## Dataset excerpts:
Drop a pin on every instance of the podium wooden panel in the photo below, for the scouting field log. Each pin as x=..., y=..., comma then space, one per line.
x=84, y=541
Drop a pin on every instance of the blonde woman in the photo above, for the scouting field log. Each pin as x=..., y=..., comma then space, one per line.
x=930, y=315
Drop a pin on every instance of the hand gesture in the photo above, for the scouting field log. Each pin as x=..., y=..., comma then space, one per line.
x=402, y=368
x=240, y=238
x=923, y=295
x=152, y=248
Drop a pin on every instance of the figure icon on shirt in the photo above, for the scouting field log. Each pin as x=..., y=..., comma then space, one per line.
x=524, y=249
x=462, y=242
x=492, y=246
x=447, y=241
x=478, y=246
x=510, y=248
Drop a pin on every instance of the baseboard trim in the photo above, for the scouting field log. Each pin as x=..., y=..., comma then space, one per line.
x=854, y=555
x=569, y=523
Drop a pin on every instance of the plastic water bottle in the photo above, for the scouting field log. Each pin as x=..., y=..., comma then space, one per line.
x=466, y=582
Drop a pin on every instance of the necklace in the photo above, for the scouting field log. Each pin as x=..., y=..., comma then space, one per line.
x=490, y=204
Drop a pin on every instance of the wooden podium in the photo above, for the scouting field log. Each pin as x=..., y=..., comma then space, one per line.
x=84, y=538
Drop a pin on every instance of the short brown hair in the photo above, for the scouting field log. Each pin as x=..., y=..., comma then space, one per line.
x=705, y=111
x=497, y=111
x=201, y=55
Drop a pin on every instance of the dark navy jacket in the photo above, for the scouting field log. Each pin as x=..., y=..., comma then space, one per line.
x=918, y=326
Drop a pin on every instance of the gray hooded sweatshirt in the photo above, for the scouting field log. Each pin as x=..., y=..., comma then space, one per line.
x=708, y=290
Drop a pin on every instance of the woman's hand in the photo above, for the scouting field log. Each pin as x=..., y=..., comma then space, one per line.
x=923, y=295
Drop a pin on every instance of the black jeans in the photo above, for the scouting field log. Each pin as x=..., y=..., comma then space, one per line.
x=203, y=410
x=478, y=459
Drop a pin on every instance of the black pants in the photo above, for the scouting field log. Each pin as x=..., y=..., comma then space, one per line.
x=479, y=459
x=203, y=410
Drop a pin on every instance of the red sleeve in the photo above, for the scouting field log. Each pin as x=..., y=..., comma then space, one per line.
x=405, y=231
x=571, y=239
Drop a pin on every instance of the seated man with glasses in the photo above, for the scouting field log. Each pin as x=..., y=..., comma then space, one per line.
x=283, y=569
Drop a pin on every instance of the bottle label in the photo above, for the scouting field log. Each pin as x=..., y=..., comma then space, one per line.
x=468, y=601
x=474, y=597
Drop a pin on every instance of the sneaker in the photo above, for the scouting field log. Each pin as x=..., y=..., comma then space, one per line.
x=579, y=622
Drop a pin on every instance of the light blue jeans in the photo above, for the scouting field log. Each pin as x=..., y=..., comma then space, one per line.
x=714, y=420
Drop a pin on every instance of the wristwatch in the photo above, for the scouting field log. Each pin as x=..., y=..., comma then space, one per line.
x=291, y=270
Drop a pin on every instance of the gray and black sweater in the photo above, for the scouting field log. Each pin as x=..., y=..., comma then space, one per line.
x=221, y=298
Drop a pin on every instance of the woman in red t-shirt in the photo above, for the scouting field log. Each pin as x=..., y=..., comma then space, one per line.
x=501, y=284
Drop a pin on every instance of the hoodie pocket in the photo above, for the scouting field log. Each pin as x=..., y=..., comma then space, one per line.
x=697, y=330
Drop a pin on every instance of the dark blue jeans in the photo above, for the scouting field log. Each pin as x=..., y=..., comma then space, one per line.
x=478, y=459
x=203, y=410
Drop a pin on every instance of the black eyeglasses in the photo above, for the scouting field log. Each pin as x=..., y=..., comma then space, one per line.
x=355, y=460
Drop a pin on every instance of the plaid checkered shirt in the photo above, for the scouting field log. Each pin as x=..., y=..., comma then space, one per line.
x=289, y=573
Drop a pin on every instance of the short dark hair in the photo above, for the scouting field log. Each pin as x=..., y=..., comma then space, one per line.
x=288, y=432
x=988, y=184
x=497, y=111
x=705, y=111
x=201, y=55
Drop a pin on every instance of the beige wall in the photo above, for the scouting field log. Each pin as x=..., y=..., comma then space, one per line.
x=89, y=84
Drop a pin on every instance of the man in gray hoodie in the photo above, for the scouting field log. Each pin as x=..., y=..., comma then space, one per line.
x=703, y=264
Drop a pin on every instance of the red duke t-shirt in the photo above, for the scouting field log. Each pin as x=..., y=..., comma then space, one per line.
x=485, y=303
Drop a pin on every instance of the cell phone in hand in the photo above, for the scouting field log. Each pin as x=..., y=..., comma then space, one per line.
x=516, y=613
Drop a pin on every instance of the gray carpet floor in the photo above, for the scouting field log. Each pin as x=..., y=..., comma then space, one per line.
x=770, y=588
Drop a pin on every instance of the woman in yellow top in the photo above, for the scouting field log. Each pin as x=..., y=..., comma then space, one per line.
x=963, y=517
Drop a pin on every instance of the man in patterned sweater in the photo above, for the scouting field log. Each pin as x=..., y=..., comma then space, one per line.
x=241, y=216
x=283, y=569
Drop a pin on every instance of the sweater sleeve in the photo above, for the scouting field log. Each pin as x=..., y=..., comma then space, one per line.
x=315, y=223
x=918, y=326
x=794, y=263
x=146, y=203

## What the exercise asks:
All of the entries are to be set down again without alteration.

## Result of this exercise:
Drop a pin on every instance of the podium wooden panel in the photo below, for the scouting field log. Each pin as x=..., y=..., comma then space, one per line.
x=84, y=541
Drop a pin on every instance of the blonde woman in the photo above, for the scouting field log. Each pin as x=..., y=..., comma then space, one per line.
x=930, y=315
Drop a pin on every instance of the hand gesture in the photo above, for the scouting field log. Each pin as x=..., y=..., comma then space, one per line.
x=402, y=368
x=240, y=238
x=923, y=295
x=152, y=248
Drop a pin on every instance of the figure icon on shirt in the photo above, for the scouting field log. Each pin as x=..., y=..., comma then space, one per line.
x=524, y=249
x=462, y=242
x=492, y=246
x=447, y=241
x=478, y=246
x=510, y=248
Drop a pin on every instance of the baseboard trim in the photo above, for the scouting field log. Each pin as x=..., y=..., comma then space, one per line.
x=854, y=555
x=569, y=523
Drop a pin on every instance of the plastic water bottle in the photo above, for the scouting field log. Each pin as x=..., y=..., comma then space, one per line.
x=466, y=582
Drop a pin on every instance of the necklace in the photo above, for the scouting field log. Each pin as x=..., y=..., comma then space, one per line.
x=490, y=204
Drop a pin on every instance of the wooden podium in the photo above, for the scouting field log. Each pin as x=..., y=..., comma then space, one per line.
x=84, y=538
Drop a pin on every instance of the short brown hair in the photo above, for the scouting field log. Each pin as x=..., y=..., comma then space, one per line.
x=705, y=111
x=497, y=111
x=201, y=55
Drop a pin on every instance of the dark navy jacket in the photo above, for the scouting field log. Each pin as x=..., y=..., comma then space, one per line.
x=918, y=326
Drop a pin on every instance of the gray hooded sweatshirt in the photo above, for the scouting field log. Each pin as x=..., y=..., comma then space, one per line.
x=708, y=290
Drop a pin on every instance of the woman's hand in the photo above, for the scouting field log. Each pin as x=..., y=..., comma then space, one per line.
x=923, y=295
Drop a pin on every instance of the black jeans in the photo above, for the scouting field log. Each pin as x=..., y=..., comma then space, one per line.
x=203, y=410
x=478, y=459
Drop a pin on every instance of the black pants in the photo above, for the scouting field log. Each pin as x=..., y=..., comma then space, one per line.
x=479, y=459
x=203, y=410
Drop a pin on every instance of the red sleeve in the photo above, for the scouting field log. Each pin as x=..., y=..., comma then space, one per line.
x=405, y=231
x=571, y=239
Drop a pin on every instance of the seated man with glasses in the photo above, for the scouting field log. Each pin as x=..., y=..., comma then space, one per line.
x=283, y=569
Drop a pin on every instance of the bottle label in the photo above, for the scouting field log. Each pin as x=..., y=..., comma then space, one per line.
x=468, y=601
x=474, y=597
Drop a pin on every instance of the sneaker in the photo above, for the scouting field log. Each pin as x=..., y=..., comma then space, one per line.
x=579, y=622
Drop a pin on every instance of the light blue jeans in the photo above, for the scouting field log. Each pin as x=..., y=..., comma then space, one per line.
x=714, y=420
Drop a pin on every instance of the wristwatch in the photo above, for the scouting field log. Each pin as x=..., y=..., comma then space, one per line.
x=291, y=270
Drop a pin on every instance of the gray and black sweater in the photo above, for the scouting field log. Each pin as x=..., y=..., comma then space, one per line.
x=221, y=298
Drop a pin on every instance of the woman in red t-shirt in the photo above, for the scouting field log. Each pin as x=..., y=..., comma then space, one per line.
x=501, y=284
Drop a pin on every instance of the hoodie pocket in the photo above, for the scouting field log. Each pin as x=..., y=..., comma then space, one per line.
x=697, y=330
Drop a pin on every instance of the dark blue jeans in the photo above, for the scouting field log. Each pin as x=..., y=..., comma then space, one per line.
x=478, y=459
x=203, y=410
Drop a pin on every instance of the black eyeglasses in the photo above, for the scouting field log. Each pin as x=..., y=..., comma then space, one per line.
x=355, y=460
Drop a pin on every instance of the plaid checkered shirt in the photo above, for the scouting field log. Each pin as x=..., y=..., comma then space, one per line.
x=289, y=573
Drop a pin on every instance of the short dark hair in the photo above, for the scouting field log. Each pin as x=..., y=..., comma then space, one per line.
x=288, y=432
x=988, y=184
x=497, y=111
x=705, y=111
x=201, y=55
Drop a pin on every instance of the beige wall in the photo above, for the scouting field log. Each pin as x=..., y=..., comma then space, one per line.
x=89, y=84
Drop a pin on every instance of the man in gray hoodie in the photo above, for the scouting field log. Each pin as x=..., y=..., comma then space, one per line.
x=703, y=264
Drop a pin on every instance of the red duke t-shirt in the photo above, for the scouting field log. Each pin as x=..., y=..., comma then space, one per line.
x=485, y=303
Drop a pin on every instance of the cell phone in hand in the photo above, for the scouting field log. Each pin as x=..., y=..., comma then space, one per line.
x=516, y=613
Drop a pin on every instance of the gray carpet floor in the photo above, for the scouting field log. Each pin as x=..., y=..., comma then space, one per line.
x=770, y=588
Drop a pin on every instance of the woman in yellow top in the photo above, for the scouting field log. Each pin as x=..., y=..., comma then space, one per line.
x=963, y=517
Drop a pin on every instance of the man in patterned sweater in the photo above, for the scouting field log. Each pin as x=..., y=..., comma then space, one per line.
x=241, y=216
x=283, y=569
Drop a pin on every instance of the sweater sleeve in the photo above, for the scouting field log. Each pin as x=..., y=..., comma then space, one per line.
x=315, y=223
x=918, y=326
x=794, y=263
x=146, y=203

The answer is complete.